►
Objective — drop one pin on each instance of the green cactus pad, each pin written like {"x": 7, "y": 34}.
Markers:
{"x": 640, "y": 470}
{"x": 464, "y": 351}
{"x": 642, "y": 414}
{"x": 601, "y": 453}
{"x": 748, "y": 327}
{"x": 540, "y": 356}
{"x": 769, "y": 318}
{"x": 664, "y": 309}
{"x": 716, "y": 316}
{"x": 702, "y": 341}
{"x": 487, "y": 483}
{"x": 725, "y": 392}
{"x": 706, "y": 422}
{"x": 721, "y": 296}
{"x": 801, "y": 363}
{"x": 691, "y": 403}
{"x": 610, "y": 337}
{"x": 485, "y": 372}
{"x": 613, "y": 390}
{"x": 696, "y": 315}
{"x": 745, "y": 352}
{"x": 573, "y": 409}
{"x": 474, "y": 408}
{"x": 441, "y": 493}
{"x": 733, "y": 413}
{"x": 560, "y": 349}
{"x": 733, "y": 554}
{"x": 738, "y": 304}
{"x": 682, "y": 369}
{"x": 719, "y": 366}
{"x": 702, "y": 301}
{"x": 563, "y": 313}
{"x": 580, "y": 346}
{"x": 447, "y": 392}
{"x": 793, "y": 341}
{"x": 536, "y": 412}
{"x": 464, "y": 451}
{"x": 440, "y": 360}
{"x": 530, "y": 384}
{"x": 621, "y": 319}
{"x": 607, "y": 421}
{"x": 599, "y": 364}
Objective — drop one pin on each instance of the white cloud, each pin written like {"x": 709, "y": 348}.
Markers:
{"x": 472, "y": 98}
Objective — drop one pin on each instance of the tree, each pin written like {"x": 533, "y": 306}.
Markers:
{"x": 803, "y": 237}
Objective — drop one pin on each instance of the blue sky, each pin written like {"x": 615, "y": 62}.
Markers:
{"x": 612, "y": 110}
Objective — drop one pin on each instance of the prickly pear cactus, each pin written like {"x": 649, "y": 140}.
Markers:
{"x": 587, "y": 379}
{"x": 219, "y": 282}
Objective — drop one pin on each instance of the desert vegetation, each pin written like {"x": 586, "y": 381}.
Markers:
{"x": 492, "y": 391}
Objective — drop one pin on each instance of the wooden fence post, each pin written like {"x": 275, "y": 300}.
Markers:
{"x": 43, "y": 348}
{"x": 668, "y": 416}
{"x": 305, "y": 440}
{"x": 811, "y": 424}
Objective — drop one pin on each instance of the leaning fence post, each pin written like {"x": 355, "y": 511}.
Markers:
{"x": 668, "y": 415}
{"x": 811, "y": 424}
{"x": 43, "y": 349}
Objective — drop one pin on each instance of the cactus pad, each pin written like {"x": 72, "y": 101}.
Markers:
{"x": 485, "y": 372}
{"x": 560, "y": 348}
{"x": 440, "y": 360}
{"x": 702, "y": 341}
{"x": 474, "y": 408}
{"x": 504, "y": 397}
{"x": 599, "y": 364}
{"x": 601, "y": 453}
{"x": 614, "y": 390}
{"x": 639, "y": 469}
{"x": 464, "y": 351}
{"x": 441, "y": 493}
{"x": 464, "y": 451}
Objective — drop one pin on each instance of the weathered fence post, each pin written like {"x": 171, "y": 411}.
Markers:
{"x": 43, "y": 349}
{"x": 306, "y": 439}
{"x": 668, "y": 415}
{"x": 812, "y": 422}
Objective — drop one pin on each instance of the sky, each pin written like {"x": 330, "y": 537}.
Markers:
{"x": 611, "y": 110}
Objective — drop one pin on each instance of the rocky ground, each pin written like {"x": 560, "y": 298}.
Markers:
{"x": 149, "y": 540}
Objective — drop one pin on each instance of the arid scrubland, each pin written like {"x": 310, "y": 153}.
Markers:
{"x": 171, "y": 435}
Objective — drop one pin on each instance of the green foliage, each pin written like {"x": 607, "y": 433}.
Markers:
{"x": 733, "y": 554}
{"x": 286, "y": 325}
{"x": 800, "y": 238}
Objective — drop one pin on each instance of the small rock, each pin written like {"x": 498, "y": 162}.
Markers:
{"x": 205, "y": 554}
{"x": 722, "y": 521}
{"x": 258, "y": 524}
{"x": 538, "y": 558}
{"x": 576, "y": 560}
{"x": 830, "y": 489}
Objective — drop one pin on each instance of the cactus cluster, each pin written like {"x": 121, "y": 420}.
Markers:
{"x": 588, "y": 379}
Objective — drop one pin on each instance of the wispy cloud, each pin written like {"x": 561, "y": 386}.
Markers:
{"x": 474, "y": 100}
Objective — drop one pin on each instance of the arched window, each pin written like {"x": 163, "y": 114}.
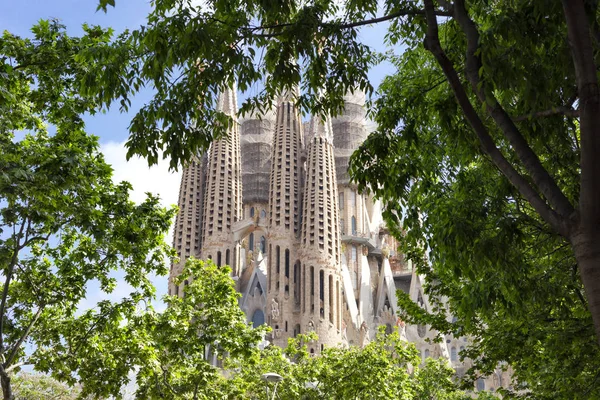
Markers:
{"x": 480, "y": 385}
{"x": 297, "y": 282}
{"x": 388, "y": 329}
{"x": 321, "y": 293}
{"x": 263, "y": 244}
{"x": 258, "y": 318}
{"x": 287, "y": 263}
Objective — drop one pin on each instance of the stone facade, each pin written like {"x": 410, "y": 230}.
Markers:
{"x": 308, "y": 252}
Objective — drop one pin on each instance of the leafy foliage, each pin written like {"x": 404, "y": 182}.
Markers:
{"x": 510, "y": 279}
{"x": 387, "y": 368}
{"x": 65, "y": 226}
{"x": 175, "y": 363}
{"x": 42, "y": 387}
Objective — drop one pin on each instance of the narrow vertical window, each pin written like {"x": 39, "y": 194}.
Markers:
{"x": 321, "y": 293}
{"x": 331, "y": 299}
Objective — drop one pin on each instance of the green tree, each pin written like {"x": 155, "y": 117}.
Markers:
{"x": 518, "y": 73}
{"x": 64, "y": 225}
{"x": 206, "y": 319}
{"x": 485, "y": 152}
{"x": 386, "y": 368}
{"x": 42, "y": 387}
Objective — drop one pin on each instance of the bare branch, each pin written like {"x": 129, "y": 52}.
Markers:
{"x": 566, "y": 111}
{"x": 349, "y": 25}
{"x": 24, "y": 336}
{"x": 432, "y": 43}
{"x": 8, "y": 276}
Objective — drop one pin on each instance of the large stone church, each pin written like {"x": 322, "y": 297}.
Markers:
{"x": 274, "y": 201}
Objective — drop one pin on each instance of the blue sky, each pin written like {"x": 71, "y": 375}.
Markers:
{"x": 19, "y": 16}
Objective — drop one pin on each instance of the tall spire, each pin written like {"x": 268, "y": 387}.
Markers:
{"x": 223, "y": 198}
{"x": 285, "y": 207}
{"x": 187, "y": 236}
{"x": 320, "y": 241}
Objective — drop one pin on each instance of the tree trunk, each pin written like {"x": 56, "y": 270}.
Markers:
{"x": 586, "y": 247}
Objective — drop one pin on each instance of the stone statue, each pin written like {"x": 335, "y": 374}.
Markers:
{"x": 364, "y": 334}
{"x": 274, "y": 310}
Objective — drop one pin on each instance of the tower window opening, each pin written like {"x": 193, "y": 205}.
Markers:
{"x": 321, "y": 293}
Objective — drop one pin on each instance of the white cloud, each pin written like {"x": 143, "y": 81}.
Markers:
{"x": 156, "y": 179}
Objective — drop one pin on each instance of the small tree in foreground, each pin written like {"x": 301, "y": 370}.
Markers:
{"x": 65, "y": 226}
{"x": 387, "y": 368}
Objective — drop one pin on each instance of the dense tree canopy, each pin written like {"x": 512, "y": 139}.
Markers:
{"x": 386, "y": 368}
{"x": 65, "y": 226}
{"x": 485, "y": 154}
{"x": 486, "y": 150}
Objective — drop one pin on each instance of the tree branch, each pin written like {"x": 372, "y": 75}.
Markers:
{"x": 566, "y": 111}
{"x": 539, "y": 175}
{"x": 8, "y": 276}
{"x": 349, "y": 25}
{"x": 432, "y": 43}
{"x": 582, "y": 51}
{"x": 17, "y": 345}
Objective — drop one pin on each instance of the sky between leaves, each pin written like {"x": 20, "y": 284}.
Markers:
{"x": 18, "y": 17}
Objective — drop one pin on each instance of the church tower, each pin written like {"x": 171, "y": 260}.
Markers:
{"x": 349, "y": 131}
{"x": 320, "y": 241}
{"x": 223, "y": 194}
{"x": 285, "y": 207}
{"x": 257, "y": 149}
{"x": 187, "y": 238}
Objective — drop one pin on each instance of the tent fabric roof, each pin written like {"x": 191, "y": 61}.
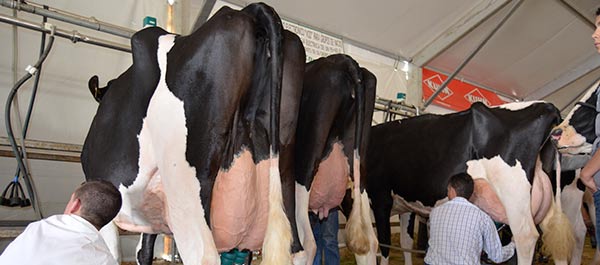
◄
Copy the data above, from the line with "the sky between" through the end, but change "church tower" to "bell tower" and leave everything else as it is. Omit the pictures from your answer.

Objective — drop one pin on each instance of the sky between leaves, each pin written like {"x": 20, "y": 284}.
Markers:
{"x": 18, "y": 17}
Objective — drop one pin on each instance of the bell tower, each pin written like {"x": 171, "y": 260}.
Markers:
{"x": 349, "y": 131}
{"x": 320, "y": 241}
{"x": 223, "y": 194}
{"x": 285, "y": 207}
{"x": 257, "y": 149}
{"x": 187, "y": 238}
Objective — drop one pin on each instance of the tent fabric roof, each pin written like {"x": 191, "y": 61}.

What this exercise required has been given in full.